◆ Excerpted text ◆
________________________________________

In Promise #2 of its “Progressive Promise” to America, the Congressional Progressive Caucus promises to stand up for Americans’ privacy and civil liberties:

2. Protecting and Preserving Civil Rights and Civil Liberties

» To sunset expiring provisions of the Patriot Act and bring remaining provisions into line with the U. S. Constitution.

» To protect the personal privacy of all Americans from unbridled police powers and unchecked government intrusion.

» To extend the Voting Rights Act and reform our electoral processes.

» To fight corporate consolidation of the media and ensure opportunity for all voices to be heard.

» To ensure enforcement of all legal rights in the workplace.

» To eliminate all forms of discrimination based upon color, race, religion, gender, creed, disability, or sexual orientation.”

The Congressional Progressive Caucus has 77 members.

Why was it not until yesterday that a single member of the Congressional Progressive Caucus cosponsored H.R. 637, a bill to provide civil liberties and privacy protections for Americans against the unmanned aerial vehicles — also known as drones — that have just been unleashed for domestic use in the United States? Thank you goes to Rep. Jared Polis for cosponsoring the bill yesterday — but why haven’t Rep. Polis’ 76 colleagues on the CPC joined him?

It is heartening to see one other progressive voice emerge on the drones being launched into our skies. Rep. Ed Markey, a candidate for U.S. Senate in Massachusetts and a longtime member of the Congressional Progressive Caucus, has introduced the bill H.R. 1262 before the House. The text of this bill isn’t available for Americans to read yet, but a news release by Markey’s office colorfully indicates that the purpose of the bill is “to Prevent Flying Robots from Becoming Spying Robots,” that his bill would “require privacy protection provisions relating to data collection and minimization, disclosure, warrant requirements for law enforcement, and enforcement measures in the licensing and operation of drones.”

Markey explained his move yesterday:

“As drones increasingly fill our skies, Americans must be afforded a level of privacy and protection from these aerial technologies. My drone privacy bill provides transparency on the domestic use of drone aircraft and adds privacy protections that ensure this technology cannot be used to endlessly watch Americans. I look forward to working with my Congressional colleagues on this bi-partisan issue to ensure that strong personal privacy protections and public transparency measures are put in place now, before this technology is literally hovering over our heads.”

Representatives Polis and Markey have made good moves. Will their colleagues in the Congressional Progressive Caucus move with them?

________________________________________

◆ Provided material ◆
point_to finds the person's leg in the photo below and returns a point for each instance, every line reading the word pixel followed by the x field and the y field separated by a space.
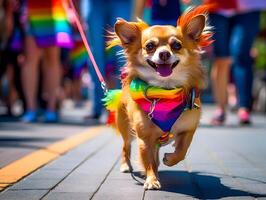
pixel 221 65
pixel 51 79
pixel 96 40
pixel 29 77
pixel 243 34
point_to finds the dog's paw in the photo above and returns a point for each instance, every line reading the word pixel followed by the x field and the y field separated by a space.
pixel 170 159
pixel 152 183
pixel 125 168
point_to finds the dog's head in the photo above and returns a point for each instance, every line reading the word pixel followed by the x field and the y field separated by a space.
pixel 165 56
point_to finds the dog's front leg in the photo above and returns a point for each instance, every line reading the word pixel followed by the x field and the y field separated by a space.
pixel 182 143
pixel 149 159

________________________________________

◆ Goals ◆
1 > Repeat the passage from the drone privacy text, starting with "2. Protecting and" and going on through "U. S. Constitution.", word for word.
2 > According to the drone privacy text, which forms of discrimination does the caucus pledge to eliminate? List every basis it names.

◆ List of solutions ◆
1 >
2. Protecting and Preserving Civil Rights and Civil Liberties

» To sunset expiring provisions of the Patriot Act and bring remaining provisions into line with the U. S. Constitution.

2 > color, race, religion, gender, creed, disability, sexual orientation